PROBLEM STATEMENT: Rename "motorboat" to "speedboat" in the lines starting at the one containing "Target: red umbrella panel" and ending at the one containing "(1262, 450)". Give only those lines, with nothing else changed.

(Part of a data file)
......
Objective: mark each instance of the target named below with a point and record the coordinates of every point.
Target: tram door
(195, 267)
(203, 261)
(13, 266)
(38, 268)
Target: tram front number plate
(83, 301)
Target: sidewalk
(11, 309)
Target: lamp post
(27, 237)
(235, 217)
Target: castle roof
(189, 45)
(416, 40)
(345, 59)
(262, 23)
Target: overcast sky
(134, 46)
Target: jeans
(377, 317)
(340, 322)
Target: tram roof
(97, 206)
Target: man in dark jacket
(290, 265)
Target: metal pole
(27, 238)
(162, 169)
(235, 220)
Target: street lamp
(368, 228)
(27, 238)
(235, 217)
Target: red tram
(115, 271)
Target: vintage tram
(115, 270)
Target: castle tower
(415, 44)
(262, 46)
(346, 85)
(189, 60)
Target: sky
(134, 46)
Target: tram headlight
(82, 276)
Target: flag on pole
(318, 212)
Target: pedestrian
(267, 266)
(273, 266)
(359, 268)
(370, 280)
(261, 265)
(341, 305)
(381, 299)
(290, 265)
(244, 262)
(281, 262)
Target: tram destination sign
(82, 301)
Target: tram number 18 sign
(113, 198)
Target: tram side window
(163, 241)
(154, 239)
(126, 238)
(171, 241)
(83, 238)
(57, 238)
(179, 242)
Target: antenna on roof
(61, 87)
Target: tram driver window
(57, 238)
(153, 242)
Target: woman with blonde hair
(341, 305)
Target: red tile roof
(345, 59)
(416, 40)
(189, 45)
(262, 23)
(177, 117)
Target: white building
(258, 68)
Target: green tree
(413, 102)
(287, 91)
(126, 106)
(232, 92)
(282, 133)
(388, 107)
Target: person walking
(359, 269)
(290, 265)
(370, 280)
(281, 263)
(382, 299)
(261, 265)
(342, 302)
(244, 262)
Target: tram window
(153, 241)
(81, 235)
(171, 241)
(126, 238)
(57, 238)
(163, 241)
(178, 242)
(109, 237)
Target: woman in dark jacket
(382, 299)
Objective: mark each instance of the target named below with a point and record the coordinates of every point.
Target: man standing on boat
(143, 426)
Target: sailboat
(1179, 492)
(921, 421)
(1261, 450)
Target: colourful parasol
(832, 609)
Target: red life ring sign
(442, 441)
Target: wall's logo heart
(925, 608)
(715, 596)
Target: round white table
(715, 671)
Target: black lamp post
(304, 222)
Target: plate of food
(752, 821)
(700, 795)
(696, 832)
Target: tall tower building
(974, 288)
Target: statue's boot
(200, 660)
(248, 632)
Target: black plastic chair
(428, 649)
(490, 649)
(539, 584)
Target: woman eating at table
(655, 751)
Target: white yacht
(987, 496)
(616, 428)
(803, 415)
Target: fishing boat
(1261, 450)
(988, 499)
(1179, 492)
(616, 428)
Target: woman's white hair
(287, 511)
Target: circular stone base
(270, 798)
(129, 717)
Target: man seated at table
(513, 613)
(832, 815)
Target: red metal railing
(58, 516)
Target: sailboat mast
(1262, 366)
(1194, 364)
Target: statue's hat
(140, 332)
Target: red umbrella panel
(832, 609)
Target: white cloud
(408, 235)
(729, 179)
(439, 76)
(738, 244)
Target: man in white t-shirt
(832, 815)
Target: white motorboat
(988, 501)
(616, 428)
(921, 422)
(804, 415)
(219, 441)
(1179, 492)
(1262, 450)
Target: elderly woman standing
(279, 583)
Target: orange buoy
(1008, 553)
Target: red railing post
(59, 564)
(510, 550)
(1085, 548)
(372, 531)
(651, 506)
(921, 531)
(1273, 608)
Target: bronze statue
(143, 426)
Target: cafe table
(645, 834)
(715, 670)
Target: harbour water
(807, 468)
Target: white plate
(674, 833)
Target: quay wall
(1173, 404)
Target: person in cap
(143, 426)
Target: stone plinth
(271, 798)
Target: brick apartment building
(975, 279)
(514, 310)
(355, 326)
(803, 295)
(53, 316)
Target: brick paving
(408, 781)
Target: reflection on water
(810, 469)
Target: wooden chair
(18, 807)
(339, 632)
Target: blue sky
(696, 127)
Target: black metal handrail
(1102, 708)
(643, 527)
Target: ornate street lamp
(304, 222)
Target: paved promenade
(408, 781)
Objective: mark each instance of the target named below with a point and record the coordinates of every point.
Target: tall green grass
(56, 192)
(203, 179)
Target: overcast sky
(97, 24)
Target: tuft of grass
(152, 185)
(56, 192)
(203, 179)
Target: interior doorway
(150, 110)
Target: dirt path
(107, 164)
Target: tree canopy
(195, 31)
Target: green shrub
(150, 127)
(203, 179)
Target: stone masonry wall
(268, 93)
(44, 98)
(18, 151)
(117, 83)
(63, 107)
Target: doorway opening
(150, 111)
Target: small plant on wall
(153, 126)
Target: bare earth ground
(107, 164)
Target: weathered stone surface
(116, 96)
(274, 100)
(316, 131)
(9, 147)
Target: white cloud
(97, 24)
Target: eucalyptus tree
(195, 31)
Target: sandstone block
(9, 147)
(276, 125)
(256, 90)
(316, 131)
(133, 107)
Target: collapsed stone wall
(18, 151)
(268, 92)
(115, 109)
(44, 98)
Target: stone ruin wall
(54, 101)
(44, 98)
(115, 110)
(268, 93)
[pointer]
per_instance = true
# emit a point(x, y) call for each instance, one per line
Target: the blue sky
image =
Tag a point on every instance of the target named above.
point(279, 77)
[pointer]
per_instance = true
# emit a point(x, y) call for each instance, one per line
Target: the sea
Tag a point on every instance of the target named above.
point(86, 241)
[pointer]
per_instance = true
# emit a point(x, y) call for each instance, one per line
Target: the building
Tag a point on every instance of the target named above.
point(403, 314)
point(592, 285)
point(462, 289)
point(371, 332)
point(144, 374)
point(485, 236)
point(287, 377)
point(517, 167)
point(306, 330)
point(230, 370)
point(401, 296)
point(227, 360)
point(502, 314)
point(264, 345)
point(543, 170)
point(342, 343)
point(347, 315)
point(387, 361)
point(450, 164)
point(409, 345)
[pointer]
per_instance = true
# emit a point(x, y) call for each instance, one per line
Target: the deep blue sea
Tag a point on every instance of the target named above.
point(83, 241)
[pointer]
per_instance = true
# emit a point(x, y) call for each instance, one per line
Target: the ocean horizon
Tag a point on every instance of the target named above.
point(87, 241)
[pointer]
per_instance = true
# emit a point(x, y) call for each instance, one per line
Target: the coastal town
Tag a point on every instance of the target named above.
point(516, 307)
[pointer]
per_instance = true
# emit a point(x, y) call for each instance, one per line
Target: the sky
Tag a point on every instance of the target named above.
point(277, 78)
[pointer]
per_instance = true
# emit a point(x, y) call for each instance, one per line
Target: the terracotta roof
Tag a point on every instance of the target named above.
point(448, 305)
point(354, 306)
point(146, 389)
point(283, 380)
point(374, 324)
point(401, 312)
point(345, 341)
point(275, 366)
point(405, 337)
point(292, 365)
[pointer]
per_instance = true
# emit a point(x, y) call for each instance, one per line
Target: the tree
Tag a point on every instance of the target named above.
......
WRITTEN SOLUTION:
Target: red umbrella panel
(832, 609)
Target: white cloud
(408, 235)
(729, 179)
(439, 76)
(738, 244)
Target: man in white t-shirt
(832, 815)
Target: white speedboat
(988, 501)
(616, 428)
(921, 422)
(804, 415)
(219, 441)
(1179, 492)
(1262, 450)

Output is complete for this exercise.